## Start PAGE

In my little bit of research coming into working on The 101st Proposal (simply listed in my files as Proposal 101, which sounds like it could be about a huge corporation rather than marriage), I saw multiple websites claiming that this show helped to usher in the Golden Age of Japanese drama. In particular, it was made in 1991, a fact not lost on me as soon as I watched the opening.

I'm not at all familiar with J-drama prior to this show -- this may well be the oldest non-tokusatsu show I've seen -- but it definitely does have all the earmarks of Japanese drama as I know it. The same pacing, the same music cues, the same level of melodrama. But there's something distinctly Western about its choice of theme and how it approaches it. Like the actual core of the piece is stereotypical American rom-com, and I do wonder if the 90s was when non-sci-fi entertainment and culture started to merge a bit more between East and West, leading to what we think of as J-drama now. (This isn't my area -- I could be off base, but fascinating if so, no?)

Stop me if you've heard this one. Boy meets girl. Boy falls madly for girl. Girl isn't necessarily against him as a person, but does not have nearly the same level of interest. Girl says no. Boy swears that he will make girl love him. Now couch that very familiar, very Western romance plot in a background of o-miai and there's The 101st Proposal.

'Boy' in this case is Tatsuro, a lovable loser with a heart of gold who's been rejected at 99 marriage interviews and is going for lucky 100. 'Girl' is Kaoru, a refined classical musician widowed at the altar three years prior and poked into the dating matchmaking scene again. Tatsuro loves Kaoru instantly -- I mean look at her, can you blame him? -- but the feeling isn't mutual. And so proceeds a series of mishaps, misunderstandings, and attempts at winning her heart, framed by their respective siblings and associates.

## End PAGE
## Start SUPPLIED ENTRIES

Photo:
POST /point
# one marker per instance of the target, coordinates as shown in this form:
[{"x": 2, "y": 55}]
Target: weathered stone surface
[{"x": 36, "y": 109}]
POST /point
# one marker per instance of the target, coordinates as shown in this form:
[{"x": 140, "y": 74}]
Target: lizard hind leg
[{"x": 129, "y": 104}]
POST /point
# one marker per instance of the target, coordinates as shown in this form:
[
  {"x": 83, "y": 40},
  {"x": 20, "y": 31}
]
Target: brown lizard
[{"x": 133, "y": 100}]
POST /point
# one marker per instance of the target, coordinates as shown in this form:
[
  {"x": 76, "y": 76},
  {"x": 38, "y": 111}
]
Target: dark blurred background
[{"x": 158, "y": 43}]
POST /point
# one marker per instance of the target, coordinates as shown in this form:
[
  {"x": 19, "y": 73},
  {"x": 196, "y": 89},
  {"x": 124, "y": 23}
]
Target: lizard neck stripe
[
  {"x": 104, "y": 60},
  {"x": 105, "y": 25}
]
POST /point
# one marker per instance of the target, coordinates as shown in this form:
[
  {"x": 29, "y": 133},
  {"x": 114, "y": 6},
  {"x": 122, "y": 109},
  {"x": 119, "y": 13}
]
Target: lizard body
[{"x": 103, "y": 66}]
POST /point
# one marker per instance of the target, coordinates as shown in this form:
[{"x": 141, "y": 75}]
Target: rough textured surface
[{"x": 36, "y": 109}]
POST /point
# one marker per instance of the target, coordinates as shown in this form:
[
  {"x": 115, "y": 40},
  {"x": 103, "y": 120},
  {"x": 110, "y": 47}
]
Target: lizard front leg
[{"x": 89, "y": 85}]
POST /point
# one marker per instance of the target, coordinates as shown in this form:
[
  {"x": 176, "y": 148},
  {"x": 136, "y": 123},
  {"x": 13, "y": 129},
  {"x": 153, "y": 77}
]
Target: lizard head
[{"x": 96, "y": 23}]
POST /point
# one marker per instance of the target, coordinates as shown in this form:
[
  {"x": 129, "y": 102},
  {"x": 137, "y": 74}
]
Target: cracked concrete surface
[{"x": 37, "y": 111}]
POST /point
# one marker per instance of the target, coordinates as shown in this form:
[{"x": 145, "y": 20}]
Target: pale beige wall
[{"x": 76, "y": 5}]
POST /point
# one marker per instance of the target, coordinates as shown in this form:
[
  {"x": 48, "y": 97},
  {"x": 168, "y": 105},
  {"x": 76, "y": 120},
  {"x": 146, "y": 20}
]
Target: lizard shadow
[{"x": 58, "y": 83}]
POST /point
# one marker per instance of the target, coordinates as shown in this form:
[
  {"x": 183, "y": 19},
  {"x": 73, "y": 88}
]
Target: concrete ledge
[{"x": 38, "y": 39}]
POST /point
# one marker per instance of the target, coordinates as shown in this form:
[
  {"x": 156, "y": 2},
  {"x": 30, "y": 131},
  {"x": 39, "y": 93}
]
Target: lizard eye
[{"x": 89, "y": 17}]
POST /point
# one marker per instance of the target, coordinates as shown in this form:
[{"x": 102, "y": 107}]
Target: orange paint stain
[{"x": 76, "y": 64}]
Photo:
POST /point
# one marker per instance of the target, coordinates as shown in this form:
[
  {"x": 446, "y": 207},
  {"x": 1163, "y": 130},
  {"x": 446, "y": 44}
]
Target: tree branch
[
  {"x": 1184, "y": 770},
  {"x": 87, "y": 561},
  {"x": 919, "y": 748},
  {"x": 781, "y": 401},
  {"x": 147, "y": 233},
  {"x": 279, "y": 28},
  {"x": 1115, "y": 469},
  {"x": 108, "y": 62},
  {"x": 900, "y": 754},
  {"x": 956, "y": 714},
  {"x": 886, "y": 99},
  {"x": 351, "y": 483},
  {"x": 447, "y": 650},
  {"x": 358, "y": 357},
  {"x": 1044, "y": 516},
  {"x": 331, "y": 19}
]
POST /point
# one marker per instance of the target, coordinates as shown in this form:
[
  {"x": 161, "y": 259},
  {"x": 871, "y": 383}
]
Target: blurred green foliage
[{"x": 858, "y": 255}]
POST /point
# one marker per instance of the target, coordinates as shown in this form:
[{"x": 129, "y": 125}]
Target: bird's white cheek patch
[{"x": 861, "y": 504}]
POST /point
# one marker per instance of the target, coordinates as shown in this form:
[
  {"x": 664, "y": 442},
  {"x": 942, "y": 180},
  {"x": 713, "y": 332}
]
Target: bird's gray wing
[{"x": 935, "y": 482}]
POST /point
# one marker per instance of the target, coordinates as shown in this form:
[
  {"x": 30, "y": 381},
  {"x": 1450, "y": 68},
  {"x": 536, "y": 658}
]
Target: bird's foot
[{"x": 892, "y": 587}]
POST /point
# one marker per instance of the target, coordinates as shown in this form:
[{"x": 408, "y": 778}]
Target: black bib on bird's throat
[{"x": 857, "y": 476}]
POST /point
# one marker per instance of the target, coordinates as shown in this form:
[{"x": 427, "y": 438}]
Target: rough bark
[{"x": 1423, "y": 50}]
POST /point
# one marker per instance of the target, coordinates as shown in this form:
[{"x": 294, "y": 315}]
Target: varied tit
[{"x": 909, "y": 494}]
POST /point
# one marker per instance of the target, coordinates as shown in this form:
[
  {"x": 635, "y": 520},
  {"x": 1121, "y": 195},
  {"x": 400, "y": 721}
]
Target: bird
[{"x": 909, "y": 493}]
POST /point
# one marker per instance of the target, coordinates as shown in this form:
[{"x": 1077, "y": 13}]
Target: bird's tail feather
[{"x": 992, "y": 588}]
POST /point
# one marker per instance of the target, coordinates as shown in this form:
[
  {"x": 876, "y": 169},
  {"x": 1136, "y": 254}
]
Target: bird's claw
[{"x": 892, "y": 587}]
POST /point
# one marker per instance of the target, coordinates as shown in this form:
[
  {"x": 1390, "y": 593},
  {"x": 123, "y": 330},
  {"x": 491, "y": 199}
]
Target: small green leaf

## End SUPPLIED ENTRIES

REQUIREMENT 1: In the review of The 101st Proposal, at how many marriage interviews has Tatsuro been rejected?
REQUIREMENT 2: Please extract the stretch of the review from "In my little" through "watched the opening.".
REQUIREMENT 3: Do these statements agree with the review? Answer yes or no for each and quote the words that settle it. (a) The show was made in 1991. (b) Kaoru works as a classical musician. (c) The writer knew a lot of Japanese drama from before this show.

FINAL RESULT 1: 99

FINAL RESULT 2:
In my little bit of research coming into working on The 101st Proposal (simply listed in my files as Proposal 101, which sounds like it could be about a huge corporation rather than marriage), I saw multiple websites claiming that this show helped to usher in the Golden Age of Japanese drama. In particular, it was made in 1991, a fact not lost on me as soon as I watched the opening.

FINAL RESULT 3:
(a) Yes: "it was made in 1991"
(b) Yes: "a refined classical musician"
(c) No: "I'm not at all familiar with J-drama prior to this show"